• [OBJECTIVE] Reproduce every one of the rows below word for word, keeping each line in its original order.
==== DATASET RECORDS
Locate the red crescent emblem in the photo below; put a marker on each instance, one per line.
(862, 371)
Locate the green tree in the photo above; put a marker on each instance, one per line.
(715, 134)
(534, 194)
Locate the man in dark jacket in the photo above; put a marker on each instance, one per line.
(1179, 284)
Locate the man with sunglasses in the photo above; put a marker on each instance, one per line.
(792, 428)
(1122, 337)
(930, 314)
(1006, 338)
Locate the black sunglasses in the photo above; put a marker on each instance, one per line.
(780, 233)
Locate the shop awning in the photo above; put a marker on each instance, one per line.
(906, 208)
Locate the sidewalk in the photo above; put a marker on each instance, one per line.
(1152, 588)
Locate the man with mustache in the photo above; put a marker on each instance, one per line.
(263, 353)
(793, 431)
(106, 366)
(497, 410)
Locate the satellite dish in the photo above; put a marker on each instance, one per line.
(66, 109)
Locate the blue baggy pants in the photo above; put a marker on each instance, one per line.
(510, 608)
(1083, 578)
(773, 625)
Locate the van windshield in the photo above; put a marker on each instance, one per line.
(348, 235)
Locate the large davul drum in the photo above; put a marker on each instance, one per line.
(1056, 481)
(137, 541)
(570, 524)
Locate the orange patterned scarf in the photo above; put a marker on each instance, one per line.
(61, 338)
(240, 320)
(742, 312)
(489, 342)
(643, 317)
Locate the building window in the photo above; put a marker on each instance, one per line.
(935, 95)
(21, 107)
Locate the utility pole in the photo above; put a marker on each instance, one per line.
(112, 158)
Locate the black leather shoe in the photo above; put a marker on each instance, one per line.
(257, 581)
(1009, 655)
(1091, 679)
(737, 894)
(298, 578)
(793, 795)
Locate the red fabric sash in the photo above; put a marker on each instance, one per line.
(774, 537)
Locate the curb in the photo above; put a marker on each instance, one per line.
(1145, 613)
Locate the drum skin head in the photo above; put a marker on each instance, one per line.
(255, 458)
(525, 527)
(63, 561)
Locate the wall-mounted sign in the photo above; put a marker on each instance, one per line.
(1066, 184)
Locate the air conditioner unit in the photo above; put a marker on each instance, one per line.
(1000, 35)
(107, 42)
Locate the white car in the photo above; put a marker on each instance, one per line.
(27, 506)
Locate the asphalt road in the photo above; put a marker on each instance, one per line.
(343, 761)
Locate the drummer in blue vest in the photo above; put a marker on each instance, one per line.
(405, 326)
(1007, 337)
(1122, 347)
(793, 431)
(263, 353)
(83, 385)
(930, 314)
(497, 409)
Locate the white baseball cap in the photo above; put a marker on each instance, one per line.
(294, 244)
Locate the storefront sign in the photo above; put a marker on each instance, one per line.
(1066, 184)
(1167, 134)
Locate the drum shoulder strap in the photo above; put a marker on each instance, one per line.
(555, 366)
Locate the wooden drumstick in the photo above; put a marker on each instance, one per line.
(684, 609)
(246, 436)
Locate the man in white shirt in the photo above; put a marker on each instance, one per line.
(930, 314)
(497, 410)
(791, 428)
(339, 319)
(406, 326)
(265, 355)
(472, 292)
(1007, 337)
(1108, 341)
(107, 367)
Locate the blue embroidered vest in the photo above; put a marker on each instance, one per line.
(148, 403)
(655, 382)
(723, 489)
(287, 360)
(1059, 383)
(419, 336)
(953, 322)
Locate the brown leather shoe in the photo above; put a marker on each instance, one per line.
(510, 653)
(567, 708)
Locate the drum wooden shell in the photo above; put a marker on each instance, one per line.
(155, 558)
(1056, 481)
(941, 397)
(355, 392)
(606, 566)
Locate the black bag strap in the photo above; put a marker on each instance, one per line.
========
• [WORKED ANSWER]
Locate the red crescent emblem in the photo below; put a marker on each instance, one per line.
(862, 371)
Locate the green tree in the photo above; put a marker on each instance, one per line.
(715, 134)
(534, 194)
Locate the man in dark jacket in the photo above; put a marker on each instance, one per line.
(1179, 284)
Locate the man with sunglasses in the photo above; put a marker on each instance, one per line.
(792, 428)
(1122, 337)
(930, 314)
(1006, 338)
Locate the black sunglasses in the photo above; put a marker on each instance, one per line.
(780, 233)
Locate the shop awning in the photo above; put a marker on each instance, one per line.
(906, 208)
Locate the sidewalk in the photo above; put a marker on each instance, one per line.
(1152, 588)
Locate the man with mustache in the photo above; put a marker on each instance, one per line.
(263, 353)
(793, 431)
(106, 366)
(497, 410)
Locate the satellite dish in the photo above; put a marker on each instance, one per line.
(66, 109)
Locate the blue baggy pants in the photo above; put a marker on each instance, one per line.
(510, 608)
(1083, 578)
(773, 625)
Locate the van windshield in the photo above; put a marker on each instance, one per line.
(348, 235)
Locate the large davul drum in the photo above; put a marker on each instance, one per line.
(1056, 481)
(137, 541)
(570, 524)
Locate the orange patterned scarf in the photo above; put a marker on each instance, one per line.
(61, 338)
(240, 320)
(742, 312)
(489, 342)
(643, 317)
Locate the building window in the photo above; put a marker on each instance, one per line.
(935, 95)
(21, 107)
Locate the utility pole in the photo above; put a marker on each instance, one per line.
(112, 158)
Locate the black leather shoe in the photo above; put a marker on each instance, one per line.
(257, 581)
(1009, 655)
(1091, 679)
(737, 894)
(298, 578)
(793, 795)
Locate the red fabric sash in the photo above; put a marker on each instance, one per line.
(774, 537)
Locate the curb in the photo above; put a marker on each instance, one per line.
(1145, 613)
Locate the drum skin head in the photo above; put a marker on each instance, one per line.
(255, 458)
(525, 527)
(63, 561)
Locate the wall-mounted sign in the photo above; put a marker on each instance, one per line.
(1066, 184)
Locate the air conditioner unit in the photo above; put a marker on each instance, one per line.
(1000, 35)
(107, 42)
Locate the white car in the photo above; put a marker on each instance, one per line.
(27, 506)
Locate the asphalt road in the photo above; put a marker on each instance, one per line.
(343, 761)
Locate the drummer in blue vest in the photo above; put a marker on each instance, one per line.
(405, 326)
(1007, 337)
(1122, 347)
(793, 431)
(263, 353)
(83, 385)
(930, 314)
(497, 409)
Locate the white baseball cap in the photo above; put a marker on each instance, one per line.
(294, 244)
Locate the storefront sign in the photo above; put a marker on each instance, one per line.
(1066, 184)
(1167, 134)
Locate the drum shoulder strap in the photo above; put a marker on each instance, one per line.
(555, 366)
Locate the wooden drumstick in the photo above; put a marker on each instance, one per line.
(684, 609)
(246, 436)
Locate the man in white shirt in the photo above; put a marker on each instance, one per line.
(930, 314)
(497, 410)
(791, 428)
(339, 319)
(406, 326)
(265, 355)
(472, 292)
(1007, 337)
(1108, 341)
(107, 367)
Locate the blue embroidered vest in the photo above; put a marker on each instance, one per line.
(148, 403)
(655, 382)
(723, 489)
(287, 360)
(1059, 383)
(419, 336)
(953, 322)
Locate the brown leather shoe in the photo above; put a marker on each instance, one per line.
(510, 653)
(567, 708)
Locate the drum wooden shell in the photo above; put a marker on each instance, one per line.
(155, 558)
(1056, 481)
(941, 397)
(355, 392)
(606, 566)
Locate the black bag strap in the photo above; put a marker on each instance, one per line.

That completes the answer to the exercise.